WORK TO DO -
1 - Answer these questions using the text about the Santa Fe outlet mall:
(a) Which company owns the Fashion Outlets of Santa Fe?
(b) Which developer curated the Santa Fe Factory Outlets, and in what year?
(c) In which town did the New Mexico Outlet Center open a complex?
2 - Using the text about the Santa Fe outlet mall, explain why the Santa Fe shopping center is described as one of two outlet malls being developed in the state at the time.
3 - Repeat part of the text about the Santa Fe outlet mall word for word. Begin at the words "The Fashion Outlets" and stop after "within the city.".

PROVIDED TEXT -
* * * * *

The Fashion Outlets of Santa Fe is an outdoor shopping mall owned by CBRE Group in Santa Fe, New Mexico. The shopping center is the sole outlet mall for the state of New Mexico, and one of three malls within the city.

Background
The Santa Fe Factory Outlets was curated by California based developer Steve Craig of Ginsburg Craig and Associates in 1990. At the time, the shopping center was one of two outlet malls simultaneously being developed within the state. The New Mexico Outlet Center also opened a complex in Budaghers, New Mexico in 1993.

* * * * *

RECORD LIST -

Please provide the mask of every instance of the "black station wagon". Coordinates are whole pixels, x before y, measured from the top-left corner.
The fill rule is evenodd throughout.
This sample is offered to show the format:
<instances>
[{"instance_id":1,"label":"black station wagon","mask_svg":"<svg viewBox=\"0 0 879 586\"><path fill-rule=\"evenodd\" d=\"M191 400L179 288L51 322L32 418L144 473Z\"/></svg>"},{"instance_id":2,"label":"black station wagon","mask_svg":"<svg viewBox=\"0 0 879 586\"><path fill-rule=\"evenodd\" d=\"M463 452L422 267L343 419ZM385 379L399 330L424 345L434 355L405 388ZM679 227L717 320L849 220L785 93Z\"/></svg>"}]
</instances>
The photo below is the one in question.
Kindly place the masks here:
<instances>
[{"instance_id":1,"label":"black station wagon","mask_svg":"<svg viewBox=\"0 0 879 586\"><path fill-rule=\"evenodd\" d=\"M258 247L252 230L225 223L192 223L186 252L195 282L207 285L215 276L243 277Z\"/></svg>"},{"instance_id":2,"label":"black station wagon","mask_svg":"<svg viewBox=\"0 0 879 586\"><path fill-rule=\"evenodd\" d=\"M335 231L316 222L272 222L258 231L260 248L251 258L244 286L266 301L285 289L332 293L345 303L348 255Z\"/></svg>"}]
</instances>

* * * * *

SOLUTIONS TO THE TASKS -
1 -
(a) CBRE Group.
(b) Steve Craig of Ginsburg Craig and Associates, in 1990.
(c) Budaghers, New Mexico.

2 - Another outlet project, the New Mexico Outlet Center, was being developed in the state at the same time. It opened a complex in Budaghers, New Mexico, in 1993.

3 -
The Fashion Outlets of Santa Fe is an outdoor shopping mall owned by CBRE Group in Santa Fe, New Mexico. The shopping center is the sole outlet mall for the state of New Mexico, and one of three malls within the city.